• WHAT YOU SHOULD DO
Would you output each record exactly as it stands?

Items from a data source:
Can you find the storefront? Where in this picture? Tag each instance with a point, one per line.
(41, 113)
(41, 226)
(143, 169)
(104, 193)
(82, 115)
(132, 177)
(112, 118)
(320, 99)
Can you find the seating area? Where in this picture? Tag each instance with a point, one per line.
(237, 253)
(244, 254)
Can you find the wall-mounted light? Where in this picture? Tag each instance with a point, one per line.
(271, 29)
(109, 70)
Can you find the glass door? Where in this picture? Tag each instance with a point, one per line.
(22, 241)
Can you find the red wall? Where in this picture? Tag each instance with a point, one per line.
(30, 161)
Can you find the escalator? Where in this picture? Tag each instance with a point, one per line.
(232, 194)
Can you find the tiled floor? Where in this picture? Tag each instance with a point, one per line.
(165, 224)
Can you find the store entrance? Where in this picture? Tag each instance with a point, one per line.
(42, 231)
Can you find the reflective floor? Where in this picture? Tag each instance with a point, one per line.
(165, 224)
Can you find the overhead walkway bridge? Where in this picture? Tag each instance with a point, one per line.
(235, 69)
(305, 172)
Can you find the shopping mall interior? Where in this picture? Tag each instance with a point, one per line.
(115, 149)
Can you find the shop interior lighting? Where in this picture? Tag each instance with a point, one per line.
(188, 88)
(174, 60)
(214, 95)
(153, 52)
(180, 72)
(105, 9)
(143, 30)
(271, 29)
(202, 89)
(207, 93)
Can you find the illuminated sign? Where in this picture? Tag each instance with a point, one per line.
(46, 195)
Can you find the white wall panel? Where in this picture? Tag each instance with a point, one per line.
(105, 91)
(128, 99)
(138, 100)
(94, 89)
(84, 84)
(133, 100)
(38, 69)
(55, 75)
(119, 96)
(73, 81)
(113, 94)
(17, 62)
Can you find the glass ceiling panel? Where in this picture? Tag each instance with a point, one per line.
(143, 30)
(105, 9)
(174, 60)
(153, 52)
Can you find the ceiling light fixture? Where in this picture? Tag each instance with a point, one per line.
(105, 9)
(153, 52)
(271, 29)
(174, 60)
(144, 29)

• RESULT FOR THIS TASK
Can you find the storefront? Where in this picture? Tag each instance with a point, one per line.
(41, 113)
(41, 226)
(143, 169)
(104, 193)
(82, 115)
(132, 177)
(112, 118)
(320, 99)
Can you find the seating area? Where in this picture? Tag each instance with a point, one per line.
(237, 253)
(244, 254)
Can you find the wall-mounted light? Where in this picture? Tag each instance with a point, one per line.
(271, 29)
(109, 70)
Can you find the glass door? Where in this picture? Tag each instance with a point, one per line.
(22, 241)
Can you find the red wall? Where in this picture? Tag each instance with a point, one per line.
(30, 161)
Can you find the escalator? Where in this picture? Tag each instance with a point, one per line.
(232, 194)
Can you find the tiled floor? Where in this picture? Tag each instance with a point, one per line.
(165, 224)
Can you find the store entrance? Where in this picture? Tag each instance with a point, one per line.
(42, 231)
Can you find the reflective floor? Where in this picture? Tag each instance with a point, one per line.
(165, 224)
Can you find the overhead walkway bridge? Where in this picture? Tag each instance with a point, one per line.
(235, 69)
(305, 172)
Can you find the shopping mall interior? Where in this picture? Tag each instance with a point, one per line.
(115, 149)
Can you find the shop interior lighting? Where in this picture? Tag each instance with a point, one per line.
(188, 88)
(174, 60)
(214, 95)
(153, 52)
(180, 72)
(105, 9)
(143, 30)
(271, 29)
(202, 89)
(207, 93)
Can you find the illuminated sign? Where in this picture? Tag each instance with a point, one per line.
(46, 195)
Can you find the white wall panel? Where in this picture? Tag each instance with a point, one per line.
(105, 91)
(128, 99)
(138, 100)
(94, 89)
(84, 84)
(133, 100)
(38, 69)
(55, 75)
(119, 96)
(73, 81)
(113, 94)
(17, 62)
Can you find the glass ceiling panel? Where in this picture? Tag each instance with a point, one per line.
(143, 30)
(105, 9)
(174, 60)
(153, 52)
Can you find the ceiling light fixture? Where in this picture? Tag each instance with a point, one per line.
(105, 9)
(153, 52)
(271, 29)
(174, 60)
(144, 29)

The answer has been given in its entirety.